• [WHAT IS NEEDED]: Your task is to output, without alteration, each line from the one containing "Q: For the photo above, point to the grass" through the final line of the records below.
Segment Open
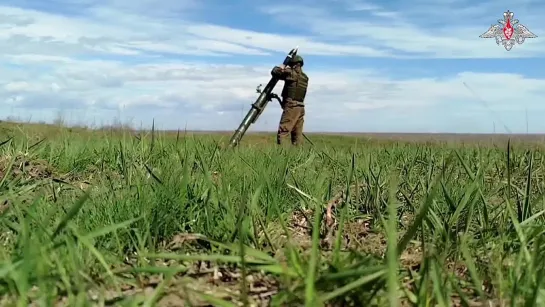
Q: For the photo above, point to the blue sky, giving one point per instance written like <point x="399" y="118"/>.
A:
<point x="374" y="66"/>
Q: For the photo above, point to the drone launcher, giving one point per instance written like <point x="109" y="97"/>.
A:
<point x="259" y="105"/>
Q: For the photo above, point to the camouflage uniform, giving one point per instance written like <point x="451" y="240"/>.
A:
<point x="293" y="97"/>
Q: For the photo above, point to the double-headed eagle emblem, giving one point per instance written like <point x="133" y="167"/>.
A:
<point x="508" y="32"/>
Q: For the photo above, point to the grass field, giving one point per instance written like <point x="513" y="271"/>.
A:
<point x="174" y="219"/>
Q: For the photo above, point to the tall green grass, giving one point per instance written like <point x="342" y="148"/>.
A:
<point x="437" y="225"/>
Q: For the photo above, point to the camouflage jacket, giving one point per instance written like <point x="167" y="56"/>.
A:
<point x="295" y="85"/>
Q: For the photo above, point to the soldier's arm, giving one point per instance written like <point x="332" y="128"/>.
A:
<point x="284" y="73"/>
Segment Closed
• [REPLY]:
Q: For the photo above, point to the grass field, giving one point per instance written like <point x="513" y="271"/>.
A:
<point x="174" y="219"/>
Q: For the photo above, point to the tall green grass, giving one point per instance written like <point x="342" y="148"/>.
A:
<point x="437" y="225"/>
Q: For the photo above, point to the camouflage jacket, giving one point per instance written like <point x="167" y="56"/>.
A:
<point x="295" y="85"/>
Q: For the photo above, point to the soldier's arm, giving one point per instance written like <point x="332" y="128"/>.
A:
<point x="284" y="73"/>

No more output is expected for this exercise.